What the task requires
Find the line that contains "car windshield, the"; then retype it and each line after it, exactly, through the final line of the data below.
[start Records for this exercise]
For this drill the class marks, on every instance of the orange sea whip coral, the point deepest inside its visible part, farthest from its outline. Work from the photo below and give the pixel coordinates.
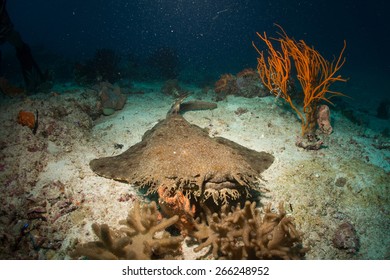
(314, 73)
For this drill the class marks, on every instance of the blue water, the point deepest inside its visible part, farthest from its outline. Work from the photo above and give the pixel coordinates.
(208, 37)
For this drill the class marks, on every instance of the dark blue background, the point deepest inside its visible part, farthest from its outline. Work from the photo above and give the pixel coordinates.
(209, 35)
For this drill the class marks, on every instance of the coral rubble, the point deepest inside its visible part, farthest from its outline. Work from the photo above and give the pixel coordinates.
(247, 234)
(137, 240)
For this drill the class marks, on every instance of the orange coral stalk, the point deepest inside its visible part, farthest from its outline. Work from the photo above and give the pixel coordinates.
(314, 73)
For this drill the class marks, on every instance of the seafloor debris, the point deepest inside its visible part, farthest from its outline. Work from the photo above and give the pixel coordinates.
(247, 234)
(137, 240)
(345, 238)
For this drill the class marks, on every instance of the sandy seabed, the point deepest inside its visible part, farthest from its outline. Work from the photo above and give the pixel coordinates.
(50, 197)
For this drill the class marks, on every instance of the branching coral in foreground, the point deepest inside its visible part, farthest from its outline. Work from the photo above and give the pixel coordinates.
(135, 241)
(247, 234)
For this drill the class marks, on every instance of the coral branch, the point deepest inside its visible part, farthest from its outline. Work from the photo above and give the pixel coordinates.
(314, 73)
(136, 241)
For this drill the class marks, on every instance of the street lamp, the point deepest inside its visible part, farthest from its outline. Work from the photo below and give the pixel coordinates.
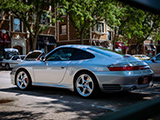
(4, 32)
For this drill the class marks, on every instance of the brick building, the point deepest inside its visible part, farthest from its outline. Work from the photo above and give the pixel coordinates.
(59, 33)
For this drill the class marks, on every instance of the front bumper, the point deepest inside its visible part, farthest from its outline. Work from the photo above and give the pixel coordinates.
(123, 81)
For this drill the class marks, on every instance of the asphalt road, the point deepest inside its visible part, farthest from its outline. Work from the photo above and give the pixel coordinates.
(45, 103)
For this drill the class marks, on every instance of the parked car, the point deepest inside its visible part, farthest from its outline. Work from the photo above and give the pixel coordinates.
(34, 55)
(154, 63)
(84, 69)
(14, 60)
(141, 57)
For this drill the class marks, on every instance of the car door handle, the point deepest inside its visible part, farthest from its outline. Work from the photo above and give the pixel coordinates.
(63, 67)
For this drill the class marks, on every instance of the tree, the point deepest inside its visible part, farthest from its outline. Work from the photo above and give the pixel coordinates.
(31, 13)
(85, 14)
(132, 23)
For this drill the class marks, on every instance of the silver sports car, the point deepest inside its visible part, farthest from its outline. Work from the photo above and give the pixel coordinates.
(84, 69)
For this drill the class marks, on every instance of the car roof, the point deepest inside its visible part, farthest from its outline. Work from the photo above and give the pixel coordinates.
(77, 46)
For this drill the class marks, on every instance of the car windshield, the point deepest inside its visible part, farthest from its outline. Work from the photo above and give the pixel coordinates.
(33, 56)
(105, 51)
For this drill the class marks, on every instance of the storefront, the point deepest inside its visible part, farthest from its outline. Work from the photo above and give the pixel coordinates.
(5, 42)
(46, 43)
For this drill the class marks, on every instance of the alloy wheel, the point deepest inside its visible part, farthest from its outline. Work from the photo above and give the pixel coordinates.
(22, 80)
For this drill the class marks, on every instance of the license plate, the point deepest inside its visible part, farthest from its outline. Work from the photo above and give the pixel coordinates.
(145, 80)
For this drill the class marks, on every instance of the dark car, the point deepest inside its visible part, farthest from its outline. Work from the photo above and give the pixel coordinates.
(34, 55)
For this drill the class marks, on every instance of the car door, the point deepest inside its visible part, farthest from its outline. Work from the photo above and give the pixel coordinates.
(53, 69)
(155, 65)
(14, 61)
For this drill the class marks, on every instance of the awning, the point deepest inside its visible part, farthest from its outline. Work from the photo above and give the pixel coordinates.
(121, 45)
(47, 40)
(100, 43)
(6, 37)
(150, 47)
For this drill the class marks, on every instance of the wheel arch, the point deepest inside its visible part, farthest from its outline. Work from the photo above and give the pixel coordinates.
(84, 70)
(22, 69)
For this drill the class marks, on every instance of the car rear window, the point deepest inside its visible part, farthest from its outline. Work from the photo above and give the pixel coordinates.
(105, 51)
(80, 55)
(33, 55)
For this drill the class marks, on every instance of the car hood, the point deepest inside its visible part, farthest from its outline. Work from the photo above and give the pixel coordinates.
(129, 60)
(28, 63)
[end Records for this exercise]
Output of the exercise
For this drill the class marks, on every instance of the car windshield, the point deepest inside its visible part, farthest from its outline. Work from the photo above and give the pixel coordinates.
(33, 56)
(105, 51)
For this drill the class marks, on every instance of the storefront, the point deepest inside its visible part, farthest from its outline. Work from the photo above and give the pixel coordinates.
(5, 42)
(46, 43)
For this drill the class marks, on every instance of the alloy wheel, the point deepest inside its visible part, farthest from its outline. Work from the photo above and give the pixel coordinates.
(22, 80)
For this drill the class marks, on every instance of the license plate, the point deepest inside its visible part, farthest from its outline. Work from the photo above and give the pixel coordinates.
(145, 80)
For this drill the class marks, on every instance of the dark car, the point deepest inside its visible part, farthest from its outline. Work from the photo above and give the pixel coordinates.
(34, 55)
For this drill the class marks, on every instance of the car door, the point deepest inside its visible part, farthest from its outline. Work from the photo above and give the pixel coordinates.
(53, 69)
(155, 65)
(14, 61)
For this drill the class marks, on every instance of the awning, the point deepest inside its visible part, farthest from its outline. Work from the photo above and give the pixel coordinates.
(121, 45)
(47, 40)
(100, 43)
(6, 37)
(150, 47)
For this drill the class marks, on every instance of the wheel arch, the point deepest inside its visible part, farthest from its outline. Work from the photo above and give the pixel coordinates.
(84, 70)
(22, 69)
For this drill the class marks, on every instance of the car rear window, the point deepest inside its visible part, farthest from its outline. Work from the photo above and give the pixel coordinates.
(105, 51)
(80, 55)
(33, 55)
For this drill the class marks, on every instance of the car hood, the point deepest inside its visible part, farthest from its outline. Work from the photo above and give the pixel coordinates.
(129, 60)
(28, 63)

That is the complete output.